• EXERCISE DETAILS: Using the data below, return the stretch from the line that contains "locate object=kitchen cabinet" through the line that contains "locate object=woman's right hand", both included, exactly as it stands and nothing beyond it.

• GIVEN INFORMATION:
--- START ---

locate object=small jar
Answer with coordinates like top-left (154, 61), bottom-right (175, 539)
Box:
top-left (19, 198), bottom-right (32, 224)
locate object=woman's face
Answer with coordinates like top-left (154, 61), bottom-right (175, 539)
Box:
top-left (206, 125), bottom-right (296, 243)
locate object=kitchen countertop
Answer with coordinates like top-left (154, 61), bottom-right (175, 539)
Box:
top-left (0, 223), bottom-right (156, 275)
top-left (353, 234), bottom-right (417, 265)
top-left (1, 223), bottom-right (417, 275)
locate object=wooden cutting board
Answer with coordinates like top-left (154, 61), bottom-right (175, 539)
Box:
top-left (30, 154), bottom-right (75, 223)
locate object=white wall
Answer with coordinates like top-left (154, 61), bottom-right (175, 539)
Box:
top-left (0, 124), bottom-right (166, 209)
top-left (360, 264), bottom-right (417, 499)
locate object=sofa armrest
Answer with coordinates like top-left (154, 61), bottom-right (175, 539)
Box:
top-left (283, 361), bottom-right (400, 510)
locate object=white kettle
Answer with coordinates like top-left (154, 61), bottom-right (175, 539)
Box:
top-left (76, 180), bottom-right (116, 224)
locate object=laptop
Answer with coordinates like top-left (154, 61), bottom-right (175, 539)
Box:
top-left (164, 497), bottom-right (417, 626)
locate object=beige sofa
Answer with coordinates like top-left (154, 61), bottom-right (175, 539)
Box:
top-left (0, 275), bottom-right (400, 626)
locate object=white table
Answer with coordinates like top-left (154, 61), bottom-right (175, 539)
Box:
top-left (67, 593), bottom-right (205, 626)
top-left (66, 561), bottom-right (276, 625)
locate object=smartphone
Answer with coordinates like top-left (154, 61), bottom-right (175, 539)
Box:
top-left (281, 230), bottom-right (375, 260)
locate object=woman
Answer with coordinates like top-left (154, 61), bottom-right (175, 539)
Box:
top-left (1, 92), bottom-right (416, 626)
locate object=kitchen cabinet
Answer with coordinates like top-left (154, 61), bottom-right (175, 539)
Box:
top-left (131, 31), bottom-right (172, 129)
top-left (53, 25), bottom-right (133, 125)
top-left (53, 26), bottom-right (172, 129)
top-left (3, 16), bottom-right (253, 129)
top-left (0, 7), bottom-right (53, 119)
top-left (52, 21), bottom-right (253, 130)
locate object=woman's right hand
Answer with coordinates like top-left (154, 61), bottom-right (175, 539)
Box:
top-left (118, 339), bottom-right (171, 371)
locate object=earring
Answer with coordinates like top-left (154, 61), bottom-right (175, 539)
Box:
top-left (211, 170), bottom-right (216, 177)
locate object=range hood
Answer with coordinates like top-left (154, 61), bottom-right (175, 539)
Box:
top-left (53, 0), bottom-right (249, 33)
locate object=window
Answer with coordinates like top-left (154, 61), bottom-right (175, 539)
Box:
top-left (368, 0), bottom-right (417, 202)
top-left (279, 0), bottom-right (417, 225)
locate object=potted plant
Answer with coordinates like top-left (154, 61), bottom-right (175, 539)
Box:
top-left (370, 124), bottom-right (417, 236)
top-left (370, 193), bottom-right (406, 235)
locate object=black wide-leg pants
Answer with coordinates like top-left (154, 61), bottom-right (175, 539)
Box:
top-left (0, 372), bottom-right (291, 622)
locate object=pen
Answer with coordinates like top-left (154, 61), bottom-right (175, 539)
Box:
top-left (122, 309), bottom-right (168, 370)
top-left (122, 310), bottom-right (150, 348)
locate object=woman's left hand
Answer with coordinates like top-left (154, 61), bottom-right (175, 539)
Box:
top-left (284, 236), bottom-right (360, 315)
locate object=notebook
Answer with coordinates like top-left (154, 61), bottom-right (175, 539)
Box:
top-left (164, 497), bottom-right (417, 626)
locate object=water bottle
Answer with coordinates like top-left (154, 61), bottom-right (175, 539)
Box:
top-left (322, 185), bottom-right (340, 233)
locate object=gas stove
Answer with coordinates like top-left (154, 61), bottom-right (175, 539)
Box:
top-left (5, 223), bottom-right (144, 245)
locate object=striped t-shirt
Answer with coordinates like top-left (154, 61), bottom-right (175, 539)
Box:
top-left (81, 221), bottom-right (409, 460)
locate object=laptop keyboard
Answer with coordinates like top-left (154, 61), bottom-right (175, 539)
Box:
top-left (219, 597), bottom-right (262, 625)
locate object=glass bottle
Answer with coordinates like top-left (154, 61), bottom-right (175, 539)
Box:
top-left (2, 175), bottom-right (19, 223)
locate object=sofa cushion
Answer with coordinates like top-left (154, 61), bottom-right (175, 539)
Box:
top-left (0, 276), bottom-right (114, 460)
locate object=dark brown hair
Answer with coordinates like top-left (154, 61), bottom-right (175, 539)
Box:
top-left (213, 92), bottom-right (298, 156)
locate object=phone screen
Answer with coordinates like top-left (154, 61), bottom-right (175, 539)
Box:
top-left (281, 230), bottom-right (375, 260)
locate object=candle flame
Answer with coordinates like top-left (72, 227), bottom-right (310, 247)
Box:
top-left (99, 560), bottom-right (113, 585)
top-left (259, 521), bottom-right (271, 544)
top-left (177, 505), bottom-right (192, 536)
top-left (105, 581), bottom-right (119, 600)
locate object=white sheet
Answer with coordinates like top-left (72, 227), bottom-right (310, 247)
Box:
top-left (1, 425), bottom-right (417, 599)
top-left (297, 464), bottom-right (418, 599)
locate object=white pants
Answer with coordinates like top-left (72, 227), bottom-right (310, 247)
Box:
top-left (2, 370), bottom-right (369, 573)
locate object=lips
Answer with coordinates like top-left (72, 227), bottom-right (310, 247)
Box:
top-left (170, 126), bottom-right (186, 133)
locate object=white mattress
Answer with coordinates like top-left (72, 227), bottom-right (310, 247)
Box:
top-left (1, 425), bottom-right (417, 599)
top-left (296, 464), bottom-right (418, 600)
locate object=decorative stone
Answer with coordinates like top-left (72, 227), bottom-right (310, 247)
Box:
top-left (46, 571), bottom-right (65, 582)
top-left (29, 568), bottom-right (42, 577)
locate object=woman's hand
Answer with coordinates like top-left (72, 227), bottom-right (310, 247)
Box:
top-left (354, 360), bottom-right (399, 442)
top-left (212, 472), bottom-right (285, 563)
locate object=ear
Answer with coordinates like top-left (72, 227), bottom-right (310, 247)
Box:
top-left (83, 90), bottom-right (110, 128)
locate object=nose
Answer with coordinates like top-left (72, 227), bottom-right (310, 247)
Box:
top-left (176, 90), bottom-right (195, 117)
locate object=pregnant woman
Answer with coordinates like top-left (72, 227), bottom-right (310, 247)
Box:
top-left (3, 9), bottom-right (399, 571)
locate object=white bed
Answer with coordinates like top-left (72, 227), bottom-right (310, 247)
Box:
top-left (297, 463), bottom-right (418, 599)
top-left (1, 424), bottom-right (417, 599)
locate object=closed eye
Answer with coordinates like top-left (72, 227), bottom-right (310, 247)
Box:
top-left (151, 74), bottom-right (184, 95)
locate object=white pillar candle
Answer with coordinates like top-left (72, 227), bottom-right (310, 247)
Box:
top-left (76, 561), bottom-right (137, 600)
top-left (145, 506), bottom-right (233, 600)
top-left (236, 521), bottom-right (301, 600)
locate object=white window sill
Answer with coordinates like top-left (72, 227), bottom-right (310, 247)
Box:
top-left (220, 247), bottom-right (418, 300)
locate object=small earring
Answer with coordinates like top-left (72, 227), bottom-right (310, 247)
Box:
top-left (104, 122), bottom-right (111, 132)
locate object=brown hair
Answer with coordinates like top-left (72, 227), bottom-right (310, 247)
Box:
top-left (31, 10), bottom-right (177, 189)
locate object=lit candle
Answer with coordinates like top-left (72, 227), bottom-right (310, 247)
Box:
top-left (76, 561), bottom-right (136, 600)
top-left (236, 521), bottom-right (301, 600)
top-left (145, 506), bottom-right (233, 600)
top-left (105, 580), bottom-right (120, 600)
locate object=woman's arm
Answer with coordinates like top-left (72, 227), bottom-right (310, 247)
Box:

--- END ---

• RESPONSE TO THE EXERCISE:
locate object=kitchen cabinet
Answer with coordinates like top-left (154, 61), bottom-right (175, 539)
Box:
top-left (131, 31), bottom-right (172, 129)
top-left (53, 25), bottom-right (133, 125)
top-left (53, 26), bottom-right (172, 129)
top-left (3, 16), bottom-right (253, 129)
top-left (0, 7), bottom-right (53, 119)
top-left (52, 21), bottom-right (253, 130)
locate object=woman's right hand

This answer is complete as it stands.